**Exercise**
Report every line in the data that contains the word "facade", matching case exactly.

(begin)

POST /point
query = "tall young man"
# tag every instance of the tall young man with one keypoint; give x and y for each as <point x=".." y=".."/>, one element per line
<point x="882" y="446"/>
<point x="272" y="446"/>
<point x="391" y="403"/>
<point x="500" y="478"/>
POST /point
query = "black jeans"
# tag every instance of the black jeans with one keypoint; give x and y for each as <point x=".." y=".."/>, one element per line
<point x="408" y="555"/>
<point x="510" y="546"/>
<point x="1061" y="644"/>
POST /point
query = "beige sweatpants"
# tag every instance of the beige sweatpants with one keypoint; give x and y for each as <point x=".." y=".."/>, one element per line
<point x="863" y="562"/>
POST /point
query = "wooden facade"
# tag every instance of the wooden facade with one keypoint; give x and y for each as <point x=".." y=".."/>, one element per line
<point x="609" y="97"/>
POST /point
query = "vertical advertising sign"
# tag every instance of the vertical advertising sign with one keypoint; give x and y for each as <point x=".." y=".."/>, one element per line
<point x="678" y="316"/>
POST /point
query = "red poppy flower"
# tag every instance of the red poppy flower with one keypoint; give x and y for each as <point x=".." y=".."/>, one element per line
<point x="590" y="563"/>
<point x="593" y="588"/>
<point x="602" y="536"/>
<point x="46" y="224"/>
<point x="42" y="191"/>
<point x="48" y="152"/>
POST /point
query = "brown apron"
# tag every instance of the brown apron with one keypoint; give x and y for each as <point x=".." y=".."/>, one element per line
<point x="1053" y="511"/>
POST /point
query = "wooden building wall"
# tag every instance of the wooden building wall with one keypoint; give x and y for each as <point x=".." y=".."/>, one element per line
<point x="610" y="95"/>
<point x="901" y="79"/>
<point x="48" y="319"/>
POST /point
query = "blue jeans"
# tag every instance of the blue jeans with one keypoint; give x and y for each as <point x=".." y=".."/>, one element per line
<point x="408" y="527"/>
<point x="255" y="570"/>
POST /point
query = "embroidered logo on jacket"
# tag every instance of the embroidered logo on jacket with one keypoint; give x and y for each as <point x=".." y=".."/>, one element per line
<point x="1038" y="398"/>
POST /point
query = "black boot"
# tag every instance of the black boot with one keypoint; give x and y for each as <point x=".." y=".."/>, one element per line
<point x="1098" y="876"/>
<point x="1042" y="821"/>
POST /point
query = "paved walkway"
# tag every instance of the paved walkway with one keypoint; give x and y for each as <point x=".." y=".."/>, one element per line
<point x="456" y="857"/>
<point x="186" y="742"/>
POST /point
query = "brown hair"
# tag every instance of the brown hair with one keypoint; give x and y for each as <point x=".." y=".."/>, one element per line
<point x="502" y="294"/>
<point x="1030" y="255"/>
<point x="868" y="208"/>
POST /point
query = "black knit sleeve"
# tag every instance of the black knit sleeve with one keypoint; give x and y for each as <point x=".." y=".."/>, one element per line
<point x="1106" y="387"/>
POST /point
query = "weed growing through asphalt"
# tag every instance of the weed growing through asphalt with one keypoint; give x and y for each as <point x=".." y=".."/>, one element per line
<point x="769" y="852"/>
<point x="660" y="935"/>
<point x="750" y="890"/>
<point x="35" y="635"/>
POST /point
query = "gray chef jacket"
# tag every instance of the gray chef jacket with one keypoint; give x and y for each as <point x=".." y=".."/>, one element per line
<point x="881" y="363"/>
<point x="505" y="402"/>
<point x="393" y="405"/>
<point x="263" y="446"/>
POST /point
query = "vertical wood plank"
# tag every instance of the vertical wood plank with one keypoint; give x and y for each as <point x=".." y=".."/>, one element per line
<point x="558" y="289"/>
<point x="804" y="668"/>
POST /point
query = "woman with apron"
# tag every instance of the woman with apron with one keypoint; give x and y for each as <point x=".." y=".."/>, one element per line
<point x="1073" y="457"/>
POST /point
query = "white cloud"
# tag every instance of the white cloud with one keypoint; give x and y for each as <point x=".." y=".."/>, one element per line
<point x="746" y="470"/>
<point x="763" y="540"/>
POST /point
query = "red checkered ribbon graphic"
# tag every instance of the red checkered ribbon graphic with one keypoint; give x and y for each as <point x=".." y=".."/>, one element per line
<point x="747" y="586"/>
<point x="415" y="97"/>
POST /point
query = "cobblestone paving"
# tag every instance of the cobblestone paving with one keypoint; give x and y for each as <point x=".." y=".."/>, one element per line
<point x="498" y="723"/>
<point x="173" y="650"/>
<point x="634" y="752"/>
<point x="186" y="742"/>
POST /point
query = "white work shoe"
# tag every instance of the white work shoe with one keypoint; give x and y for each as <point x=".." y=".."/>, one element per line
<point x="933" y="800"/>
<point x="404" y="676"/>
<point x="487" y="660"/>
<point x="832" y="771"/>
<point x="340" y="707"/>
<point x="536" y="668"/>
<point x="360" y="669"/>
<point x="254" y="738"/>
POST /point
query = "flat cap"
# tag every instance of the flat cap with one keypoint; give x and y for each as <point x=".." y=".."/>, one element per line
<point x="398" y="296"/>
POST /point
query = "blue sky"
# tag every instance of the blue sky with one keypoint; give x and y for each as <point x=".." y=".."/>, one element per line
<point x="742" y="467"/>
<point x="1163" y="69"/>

(end)
(begin)

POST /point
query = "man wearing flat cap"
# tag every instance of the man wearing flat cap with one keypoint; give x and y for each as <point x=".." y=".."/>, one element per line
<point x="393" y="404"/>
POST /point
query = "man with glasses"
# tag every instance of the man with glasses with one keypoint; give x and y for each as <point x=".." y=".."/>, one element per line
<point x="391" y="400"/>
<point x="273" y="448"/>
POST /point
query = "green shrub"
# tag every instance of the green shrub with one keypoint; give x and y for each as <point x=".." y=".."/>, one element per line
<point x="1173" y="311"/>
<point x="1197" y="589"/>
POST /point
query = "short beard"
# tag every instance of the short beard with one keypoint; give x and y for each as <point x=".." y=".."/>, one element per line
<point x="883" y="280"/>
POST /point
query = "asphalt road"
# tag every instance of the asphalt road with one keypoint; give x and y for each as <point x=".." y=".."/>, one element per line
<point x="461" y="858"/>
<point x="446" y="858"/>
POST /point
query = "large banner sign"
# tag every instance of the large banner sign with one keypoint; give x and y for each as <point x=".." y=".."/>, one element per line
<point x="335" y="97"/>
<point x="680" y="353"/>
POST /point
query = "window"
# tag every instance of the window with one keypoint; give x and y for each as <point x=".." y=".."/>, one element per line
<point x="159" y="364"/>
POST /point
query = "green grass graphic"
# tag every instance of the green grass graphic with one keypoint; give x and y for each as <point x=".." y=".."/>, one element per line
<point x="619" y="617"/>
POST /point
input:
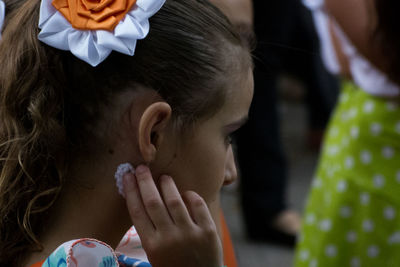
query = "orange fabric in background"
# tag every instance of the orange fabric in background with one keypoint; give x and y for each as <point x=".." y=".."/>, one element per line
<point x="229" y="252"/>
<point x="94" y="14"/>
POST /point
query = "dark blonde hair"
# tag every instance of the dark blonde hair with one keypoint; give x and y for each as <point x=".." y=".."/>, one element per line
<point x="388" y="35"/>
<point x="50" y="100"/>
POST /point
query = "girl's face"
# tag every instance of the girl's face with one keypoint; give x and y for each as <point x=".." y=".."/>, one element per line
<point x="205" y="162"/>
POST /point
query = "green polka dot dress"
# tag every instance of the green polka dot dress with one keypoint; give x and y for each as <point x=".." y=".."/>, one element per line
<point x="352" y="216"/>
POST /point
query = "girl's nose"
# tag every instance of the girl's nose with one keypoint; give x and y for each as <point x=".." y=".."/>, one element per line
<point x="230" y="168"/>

(end)

**Solution to the exercise**
query = "wooden facade"
# tag every instance of the wooden facade with one keypoint; give x and y for each as <point x=".." y=".."/>, one element per line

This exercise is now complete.